Goal of the exercise >> Among the lines of the records, find all that carry the word "rubber" and copy them.

┏━━

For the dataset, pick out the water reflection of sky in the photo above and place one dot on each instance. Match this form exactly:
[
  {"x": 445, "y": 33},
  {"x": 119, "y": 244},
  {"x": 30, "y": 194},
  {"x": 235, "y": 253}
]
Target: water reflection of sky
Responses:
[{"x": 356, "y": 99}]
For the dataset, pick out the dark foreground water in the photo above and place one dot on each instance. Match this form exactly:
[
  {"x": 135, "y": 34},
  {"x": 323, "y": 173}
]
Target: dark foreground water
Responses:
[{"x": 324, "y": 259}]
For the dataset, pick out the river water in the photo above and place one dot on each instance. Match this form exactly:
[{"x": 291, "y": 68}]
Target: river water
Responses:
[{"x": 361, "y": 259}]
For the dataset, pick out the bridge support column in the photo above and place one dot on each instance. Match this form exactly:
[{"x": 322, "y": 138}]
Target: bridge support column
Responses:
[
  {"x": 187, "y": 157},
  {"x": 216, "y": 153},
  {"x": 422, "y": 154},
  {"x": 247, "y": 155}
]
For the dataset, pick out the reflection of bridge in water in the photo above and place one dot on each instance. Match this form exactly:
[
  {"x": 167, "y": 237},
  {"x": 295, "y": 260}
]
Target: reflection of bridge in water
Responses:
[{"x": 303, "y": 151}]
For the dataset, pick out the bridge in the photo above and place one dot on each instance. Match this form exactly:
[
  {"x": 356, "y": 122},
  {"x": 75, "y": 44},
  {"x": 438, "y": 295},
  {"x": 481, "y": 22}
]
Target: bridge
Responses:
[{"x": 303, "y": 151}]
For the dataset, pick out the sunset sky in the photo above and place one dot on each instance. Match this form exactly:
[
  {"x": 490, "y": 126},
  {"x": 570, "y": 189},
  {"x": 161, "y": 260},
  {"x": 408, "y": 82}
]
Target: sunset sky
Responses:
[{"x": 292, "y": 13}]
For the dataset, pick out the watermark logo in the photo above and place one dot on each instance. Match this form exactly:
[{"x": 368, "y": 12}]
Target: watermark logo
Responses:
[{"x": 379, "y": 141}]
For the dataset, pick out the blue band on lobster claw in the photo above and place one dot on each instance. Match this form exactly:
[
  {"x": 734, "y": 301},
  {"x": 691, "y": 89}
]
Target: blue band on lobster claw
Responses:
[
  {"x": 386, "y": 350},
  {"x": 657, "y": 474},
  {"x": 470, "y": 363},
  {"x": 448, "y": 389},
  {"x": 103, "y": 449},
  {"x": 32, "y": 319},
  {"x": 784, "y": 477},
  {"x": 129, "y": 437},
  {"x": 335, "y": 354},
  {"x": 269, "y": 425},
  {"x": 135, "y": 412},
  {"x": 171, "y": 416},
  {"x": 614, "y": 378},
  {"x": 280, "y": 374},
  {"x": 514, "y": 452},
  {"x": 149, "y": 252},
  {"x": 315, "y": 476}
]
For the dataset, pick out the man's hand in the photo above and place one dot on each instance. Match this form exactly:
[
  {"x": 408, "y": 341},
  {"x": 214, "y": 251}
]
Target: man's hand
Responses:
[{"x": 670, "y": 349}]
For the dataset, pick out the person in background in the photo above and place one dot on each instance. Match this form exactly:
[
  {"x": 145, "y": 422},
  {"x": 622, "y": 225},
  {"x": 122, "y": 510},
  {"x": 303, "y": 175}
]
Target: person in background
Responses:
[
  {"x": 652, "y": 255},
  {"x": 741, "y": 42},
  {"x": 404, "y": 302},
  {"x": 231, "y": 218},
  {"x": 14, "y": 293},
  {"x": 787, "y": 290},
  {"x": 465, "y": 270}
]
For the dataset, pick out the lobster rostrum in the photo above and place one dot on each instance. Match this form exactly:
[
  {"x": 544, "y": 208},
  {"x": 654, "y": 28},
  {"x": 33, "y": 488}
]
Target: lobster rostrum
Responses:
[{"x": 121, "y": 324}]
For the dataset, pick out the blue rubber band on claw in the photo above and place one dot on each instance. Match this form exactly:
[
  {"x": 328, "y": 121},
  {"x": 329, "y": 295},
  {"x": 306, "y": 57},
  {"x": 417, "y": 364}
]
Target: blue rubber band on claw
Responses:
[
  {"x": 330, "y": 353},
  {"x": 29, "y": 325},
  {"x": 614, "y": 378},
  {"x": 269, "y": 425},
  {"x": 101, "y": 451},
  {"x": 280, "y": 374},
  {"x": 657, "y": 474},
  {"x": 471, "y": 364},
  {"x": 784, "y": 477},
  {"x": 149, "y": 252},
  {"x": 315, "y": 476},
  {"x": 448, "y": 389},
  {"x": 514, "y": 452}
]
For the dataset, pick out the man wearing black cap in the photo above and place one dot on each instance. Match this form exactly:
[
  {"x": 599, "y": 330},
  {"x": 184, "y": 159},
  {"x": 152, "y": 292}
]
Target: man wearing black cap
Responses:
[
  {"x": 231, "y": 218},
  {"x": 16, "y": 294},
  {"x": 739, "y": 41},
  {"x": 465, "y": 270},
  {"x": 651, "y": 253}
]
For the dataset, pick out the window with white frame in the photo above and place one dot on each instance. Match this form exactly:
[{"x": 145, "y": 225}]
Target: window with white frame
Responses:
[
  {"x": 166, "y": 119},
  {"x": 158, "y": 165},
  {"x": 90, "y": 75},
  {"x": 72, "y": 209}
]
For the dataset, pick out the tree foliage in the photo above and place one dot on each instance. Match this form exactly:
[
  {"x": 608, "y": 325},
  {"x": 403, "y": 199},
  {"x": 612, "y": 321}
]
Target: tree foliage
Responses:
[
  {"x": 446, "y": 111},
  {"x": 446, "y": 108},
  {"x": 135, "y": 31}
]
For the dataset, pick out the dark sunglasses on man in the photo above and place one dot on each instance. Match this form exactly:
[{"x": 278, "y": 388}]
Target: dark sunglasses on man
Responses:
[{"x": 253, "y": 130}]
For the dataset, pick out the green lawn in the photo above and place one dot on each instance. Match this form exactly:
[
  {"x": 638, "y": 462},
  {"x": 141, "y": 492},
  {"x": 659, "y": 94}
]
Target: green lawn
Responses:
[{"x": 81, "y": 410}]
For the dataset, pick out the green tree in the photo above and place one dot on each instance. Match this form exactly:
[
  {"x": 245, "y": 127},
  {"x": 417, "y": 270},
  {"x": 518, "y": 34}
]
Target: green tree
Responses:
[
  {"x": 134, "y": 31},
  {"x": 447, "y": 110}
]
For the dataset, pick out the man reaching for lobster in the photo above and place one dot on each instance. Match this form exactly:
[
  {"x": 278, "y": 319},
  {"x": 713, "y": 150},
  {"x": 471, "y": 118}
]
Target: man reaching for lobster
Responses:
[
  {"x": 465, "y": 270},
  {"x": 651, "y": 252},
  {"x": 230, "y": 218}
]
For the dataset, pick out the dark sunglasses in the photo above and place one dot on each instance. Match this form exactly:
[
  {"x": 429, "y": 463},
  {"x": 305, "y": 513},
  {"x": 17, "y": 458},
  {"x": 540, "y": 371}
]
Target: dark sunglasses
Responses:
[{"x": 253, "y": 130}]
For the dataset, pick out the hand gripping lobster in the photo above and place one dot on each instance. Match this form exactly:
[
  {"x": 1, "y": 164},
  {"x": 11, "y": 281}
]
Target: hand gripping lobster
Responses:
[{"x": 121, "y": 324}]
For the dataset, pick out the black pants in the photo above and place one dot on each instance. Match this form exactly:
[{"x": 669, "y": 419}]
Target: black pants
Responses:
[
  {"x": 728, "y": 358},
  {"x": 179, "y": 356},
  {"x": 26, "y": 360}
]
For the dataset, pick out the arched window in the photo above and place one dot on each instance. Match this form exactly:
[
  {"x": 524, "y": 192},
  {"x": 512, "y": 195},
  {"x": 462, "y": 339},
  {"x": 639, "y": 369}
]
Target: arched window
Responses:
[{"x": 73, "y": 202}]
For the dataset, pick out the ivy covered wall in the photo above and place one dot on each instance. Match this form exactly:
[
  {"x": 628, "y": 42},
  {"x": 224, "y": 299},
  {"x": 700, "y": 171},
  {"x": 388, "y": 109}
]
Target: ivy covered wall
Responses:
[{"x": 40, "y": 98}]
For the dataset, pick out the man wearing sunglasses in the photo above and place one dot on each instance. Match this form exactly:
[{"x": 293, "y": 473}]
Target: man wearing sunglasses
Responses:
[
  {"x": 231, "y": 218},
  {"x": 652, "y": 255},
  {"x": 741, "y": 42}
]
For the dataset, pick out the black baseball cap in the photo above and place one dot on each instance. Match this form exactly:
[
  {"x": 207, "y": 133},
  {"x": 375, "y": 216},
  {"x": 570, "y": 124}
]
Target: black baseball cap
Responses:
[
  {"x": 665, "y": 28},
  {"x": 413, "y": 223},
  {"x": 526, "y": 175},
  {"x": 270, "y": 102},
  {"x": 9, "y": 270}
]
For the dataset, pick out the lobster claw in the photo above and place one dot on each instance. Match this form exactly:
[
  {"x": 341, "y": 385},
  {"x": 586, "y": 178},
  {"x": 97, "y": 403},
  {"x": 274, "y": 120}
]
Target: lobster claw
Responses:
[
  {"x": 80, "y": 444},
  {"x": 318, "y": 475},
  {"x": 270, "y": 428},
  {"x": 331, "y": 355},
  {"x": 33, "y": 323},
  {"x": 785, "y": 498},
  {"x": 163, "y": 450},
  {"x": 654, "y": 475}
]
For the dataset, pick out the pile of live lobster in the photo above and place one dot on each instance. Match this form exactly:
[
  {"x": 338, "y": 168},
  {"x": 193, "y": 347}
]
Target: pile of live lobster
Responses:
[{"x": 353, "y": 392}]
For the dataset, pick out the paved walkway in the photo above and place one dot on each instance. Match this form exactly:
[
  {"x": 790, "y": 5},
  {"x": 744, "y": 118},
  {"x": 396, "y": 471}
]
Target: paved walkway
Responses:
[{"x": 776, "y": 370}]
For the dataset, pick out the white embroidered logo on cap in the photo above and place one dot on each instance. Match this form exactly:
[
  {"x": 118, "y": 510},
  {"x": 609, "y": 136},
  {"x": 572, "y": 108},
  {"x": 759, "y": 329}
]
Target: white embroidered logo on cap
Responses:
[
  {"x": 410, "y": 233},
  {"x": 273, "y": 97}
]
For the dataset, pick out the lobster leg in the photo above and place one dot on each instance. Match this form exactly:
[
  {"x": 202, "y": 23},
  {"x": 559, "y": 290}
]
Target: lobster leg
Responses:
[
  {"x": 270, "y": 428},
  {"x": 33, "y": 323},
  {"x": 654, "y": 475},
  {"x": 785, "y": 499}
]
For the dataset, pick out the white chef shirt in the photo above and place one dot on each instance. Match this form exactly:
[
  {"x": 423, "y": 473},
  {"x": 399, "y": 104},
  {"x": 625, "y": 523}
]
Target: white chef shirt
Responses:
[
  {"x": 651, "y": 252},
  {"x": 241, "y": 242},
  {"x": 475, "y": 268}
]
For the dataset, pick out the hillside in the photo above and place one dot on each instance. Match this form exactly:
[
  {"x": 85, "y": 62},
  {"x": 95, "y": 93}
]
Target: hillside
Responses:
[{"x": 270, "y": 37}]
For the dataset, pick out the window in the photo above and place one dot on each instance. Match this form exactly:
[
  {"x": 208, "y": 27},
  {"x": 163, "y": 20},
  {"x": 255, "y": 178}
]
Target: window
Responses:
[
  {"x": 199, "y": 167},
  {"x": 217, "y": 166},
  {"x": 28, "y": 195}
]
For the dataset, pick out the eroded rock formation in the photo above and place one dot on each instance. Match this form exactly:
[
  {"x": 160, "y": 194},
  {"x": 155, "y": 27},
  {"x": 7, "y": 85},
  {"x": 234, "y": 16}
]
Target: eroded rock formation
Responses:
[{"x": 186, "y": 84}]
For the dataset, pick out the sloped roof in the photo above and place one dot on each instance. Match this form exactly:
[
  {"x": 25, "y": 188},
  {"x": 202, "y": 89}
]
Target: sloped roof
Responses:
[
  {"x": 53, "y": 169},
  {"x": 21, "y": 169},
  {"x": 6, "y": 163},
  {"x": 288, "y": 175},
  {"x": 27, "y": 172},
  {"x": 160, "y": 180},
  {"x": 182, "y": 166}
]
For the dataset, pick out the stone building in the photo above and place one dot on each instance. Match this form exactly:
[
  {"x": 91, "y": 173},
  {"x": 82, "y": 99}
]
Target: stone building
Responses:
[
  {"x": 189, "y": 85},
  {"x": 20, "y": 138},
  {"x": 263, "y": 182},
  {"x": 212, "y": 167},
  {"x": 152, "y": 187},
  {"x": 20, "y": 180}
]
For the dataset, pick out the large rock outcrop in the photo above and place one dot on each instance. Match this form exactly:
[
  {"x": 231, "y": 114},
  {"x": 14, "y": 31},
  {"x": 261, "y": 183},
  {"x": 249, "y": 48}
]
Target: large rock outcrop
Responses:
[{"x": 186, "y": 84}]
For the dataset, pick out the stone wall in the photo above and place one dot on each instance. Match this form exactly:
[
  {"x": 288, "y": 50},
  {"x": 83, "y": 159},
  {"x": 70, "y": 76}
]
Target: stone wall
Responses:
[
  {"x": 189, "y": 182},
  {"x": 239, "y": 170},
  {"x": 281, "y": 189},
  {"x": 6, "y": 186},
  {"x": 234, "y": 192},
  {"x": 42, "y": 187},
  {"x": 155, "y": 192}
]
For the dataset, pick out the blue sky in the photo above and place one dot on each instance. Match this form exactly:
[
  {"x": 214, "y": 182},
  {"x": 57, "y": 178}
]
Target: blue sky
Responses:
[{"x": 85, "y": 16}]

┗━━

Result of the task >>
For the dataset, pick out the blue rubber band on claw in the photo above and place one dot on each instance. Match this form exactly:
Target: blue rubber band on claw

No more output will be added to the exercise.